Source material —
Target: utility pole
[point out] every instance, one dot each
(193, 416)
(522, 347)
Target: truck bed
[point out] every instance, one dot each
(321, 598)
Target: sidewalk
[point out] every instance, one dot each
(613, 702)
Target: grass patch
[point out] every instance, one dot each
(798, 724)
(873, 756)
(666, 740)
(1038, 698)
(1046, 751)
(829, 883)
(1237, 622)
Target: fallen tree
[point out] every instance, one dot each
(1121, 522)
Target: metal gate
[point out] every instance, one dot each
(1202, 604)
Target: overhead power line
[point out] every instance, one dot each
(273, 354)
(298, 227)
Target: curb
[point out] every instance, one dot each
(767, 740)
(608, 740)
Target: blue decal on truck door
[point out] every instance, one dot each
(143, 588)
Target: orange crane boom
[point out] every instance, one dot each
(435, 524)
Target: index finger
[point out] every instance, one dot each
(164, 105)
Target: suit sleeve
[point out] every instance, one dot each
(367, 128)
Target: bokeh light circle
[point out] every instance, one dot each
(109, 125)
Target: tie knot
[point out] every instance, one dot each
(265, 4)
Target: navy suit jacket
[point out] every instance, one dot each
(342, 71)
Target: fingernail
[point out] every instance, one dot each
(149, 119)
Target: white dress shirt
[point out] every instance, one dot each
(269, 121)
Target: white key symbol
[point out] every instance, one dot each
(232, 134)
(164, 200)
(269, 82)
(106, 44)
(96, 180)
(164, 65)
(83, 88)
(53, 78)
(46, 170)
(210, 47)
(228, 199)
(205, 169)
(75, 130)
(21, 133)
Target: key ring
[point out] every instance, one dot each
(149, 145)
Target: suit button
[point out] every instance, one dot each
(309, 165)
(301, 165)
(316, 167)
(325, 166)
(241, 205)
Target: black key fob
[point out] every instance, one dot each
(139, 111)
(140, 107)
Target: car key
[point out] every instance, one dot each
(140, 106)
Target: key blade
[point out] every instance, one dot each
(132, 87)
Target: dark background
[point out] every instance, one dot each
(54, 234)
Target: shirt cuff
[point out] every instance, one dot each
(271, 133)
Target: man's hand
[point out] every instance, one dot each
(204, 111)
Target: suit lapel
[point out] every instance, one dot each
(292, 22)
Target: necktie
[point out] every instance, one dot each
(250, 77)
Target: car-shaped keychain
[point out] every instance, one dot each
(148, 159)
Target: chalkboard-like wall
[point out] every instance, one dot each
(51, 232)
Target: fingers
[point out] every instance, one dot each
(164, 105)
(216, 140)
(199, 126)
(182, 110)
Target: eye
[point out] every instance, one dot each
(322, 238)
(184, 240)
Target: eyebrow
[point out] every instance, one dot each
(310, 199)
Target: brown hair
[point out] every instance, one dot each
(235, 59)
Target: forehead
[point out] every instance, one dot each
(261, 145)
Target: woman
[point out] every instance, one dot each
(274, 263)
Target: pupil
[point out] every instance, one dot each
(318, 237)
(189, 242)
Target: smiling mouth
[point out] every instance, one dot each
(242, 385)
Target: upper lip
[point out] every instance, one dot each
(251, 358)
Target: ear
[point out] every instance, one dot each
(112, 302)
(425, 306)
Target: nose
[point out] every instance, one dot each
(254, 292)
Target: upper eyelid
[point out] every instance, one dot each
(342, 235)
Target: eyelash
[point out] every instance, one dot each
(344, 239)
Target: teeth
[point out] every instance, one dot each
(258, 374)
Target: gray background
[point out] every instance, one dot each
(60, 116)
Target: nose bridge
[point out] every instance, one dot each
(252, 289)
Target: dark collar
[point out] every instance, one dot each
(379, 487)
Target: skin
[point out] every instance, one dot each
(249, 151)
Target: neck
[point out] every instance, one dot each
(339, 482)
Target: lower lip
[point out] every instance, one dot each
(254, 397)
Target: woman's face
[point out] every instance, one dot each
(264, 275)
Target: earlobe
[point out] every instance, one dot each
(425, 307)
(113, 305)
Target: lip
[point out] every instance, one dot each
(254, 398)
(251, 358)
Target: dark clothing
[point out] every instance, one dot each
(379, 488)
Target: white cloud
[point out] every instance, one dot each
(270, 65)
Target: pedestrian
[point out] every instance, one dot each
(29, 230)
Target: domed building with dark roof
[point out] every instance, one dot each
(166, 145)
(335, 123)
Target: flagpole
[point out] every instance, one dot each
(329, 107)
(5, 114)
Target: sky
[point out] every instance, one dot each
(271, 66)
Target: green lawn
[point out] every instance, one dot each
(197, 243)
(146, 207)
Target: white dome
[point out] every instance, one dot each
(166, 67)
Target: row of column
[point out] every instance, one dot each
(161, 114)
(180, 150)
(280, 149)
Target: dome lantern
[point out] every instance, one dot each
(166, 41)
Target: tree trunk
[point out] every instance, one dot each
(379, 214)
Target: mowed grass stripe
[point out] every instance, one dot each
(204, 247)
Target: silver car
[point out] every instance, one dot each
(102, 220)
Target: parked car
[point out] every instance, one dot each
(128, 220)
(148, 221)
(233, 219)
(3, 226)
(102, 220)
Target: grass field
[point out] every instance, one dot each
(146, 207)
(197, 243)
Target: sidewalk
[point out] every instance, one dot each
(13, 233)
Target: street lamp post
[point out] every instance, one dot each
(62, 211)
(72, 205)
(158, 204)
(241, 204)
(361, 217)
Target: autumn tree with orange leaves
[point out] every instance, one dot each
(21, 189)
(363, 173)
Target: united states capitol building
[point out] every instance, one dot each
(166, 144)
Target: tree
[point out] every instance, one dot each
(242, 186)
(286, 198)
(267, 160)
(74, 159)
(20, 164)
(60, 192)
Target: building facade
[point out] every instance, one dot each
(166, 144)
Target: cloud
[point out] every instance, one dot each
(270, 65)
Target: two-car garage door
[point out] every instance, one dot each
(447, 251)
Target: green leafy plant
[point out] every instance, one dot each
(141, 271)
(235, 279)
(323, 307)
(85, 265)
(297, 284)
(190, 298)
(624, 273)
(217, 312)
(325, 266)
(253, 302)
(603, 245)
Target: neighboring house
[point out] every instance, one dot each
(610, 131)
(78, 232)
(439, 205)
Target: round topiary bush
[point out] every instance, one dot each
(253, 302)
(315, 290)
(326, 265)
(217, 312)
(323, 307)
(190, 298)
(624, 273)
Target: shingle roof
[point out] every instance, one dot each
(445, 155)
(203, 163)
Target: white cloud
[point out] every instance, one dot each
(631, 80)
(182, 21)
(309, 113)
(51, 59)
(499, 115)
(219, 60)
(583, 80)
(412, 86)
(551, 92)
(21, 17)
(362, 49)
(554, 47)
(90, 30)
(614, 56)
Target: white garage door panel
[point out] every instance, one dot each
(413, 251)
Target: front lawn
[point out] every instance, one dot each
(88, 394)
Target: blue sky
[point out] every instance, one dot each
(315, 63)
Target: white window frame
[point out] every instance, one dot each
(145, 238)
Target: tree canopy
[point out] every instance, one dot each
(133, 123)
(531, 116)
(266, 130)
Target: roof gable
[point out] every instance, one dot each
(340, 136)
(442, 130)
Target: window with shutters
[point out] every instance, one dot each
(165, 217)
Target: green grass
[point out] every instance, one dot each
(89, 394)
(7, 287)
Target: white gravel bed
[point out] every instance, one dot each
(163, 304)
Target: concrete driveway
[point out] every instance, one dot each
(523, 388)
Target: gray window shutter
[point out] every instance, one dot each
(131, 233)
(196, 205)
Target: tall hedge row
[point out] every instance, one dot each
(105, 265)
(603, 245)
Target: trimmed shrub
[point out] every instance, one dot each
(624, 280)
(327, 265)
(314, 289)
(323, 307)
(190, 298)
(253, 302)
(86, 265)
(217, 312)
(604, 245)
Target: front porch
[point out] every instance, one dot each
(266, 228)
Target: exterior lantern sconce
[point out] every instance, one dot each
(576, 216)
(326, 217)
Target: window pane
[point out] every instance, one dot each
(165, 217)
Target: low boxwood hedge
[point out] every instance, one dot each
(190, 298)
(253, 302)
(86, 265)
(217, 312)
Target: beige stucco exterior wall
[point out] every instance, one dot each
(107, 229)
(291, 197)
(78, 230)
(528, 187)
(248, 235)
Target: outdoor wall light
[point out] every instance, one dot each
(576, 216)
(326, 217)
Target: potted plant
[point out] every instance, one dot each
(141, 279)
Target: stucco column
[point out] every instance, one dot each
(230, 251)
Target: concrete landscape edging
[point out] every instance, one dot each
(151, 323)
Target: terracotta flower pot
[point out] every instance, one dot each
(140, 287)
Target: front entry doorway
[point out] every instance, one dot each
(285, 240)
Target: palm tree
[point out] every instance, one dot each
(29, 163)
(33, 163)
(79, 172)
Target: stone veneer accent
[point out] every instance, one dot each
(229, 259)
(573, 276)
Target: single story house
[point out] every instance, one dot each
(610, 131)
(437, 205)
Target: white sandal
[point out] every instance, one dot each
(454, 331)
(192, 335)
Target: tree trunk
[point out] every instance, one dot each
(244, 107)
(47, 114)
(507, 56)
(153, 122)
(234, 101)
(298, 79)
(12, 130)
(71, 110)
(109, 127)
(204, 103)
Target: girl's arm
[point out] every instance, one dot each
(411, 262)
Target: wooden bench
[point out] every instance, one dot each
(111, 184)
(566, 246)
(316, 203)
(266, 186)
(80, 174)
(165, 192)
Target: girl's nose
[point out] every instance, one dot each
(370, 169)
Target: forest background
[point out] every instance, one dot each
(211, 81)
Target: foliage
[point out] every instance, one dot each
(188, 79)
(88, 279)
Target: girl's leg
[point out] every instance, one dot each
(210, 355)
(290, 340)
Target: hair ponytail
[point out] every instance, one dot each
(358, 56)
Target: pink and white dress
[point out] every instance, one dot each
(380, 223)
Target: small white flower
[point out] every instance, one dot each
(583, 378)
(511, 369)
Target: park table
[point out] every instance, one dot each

What the task asks — Which lines of the records contain "front"? Show each of them.

Answer box —
Target: front lawn
Target: front porch
Target: front entry doorway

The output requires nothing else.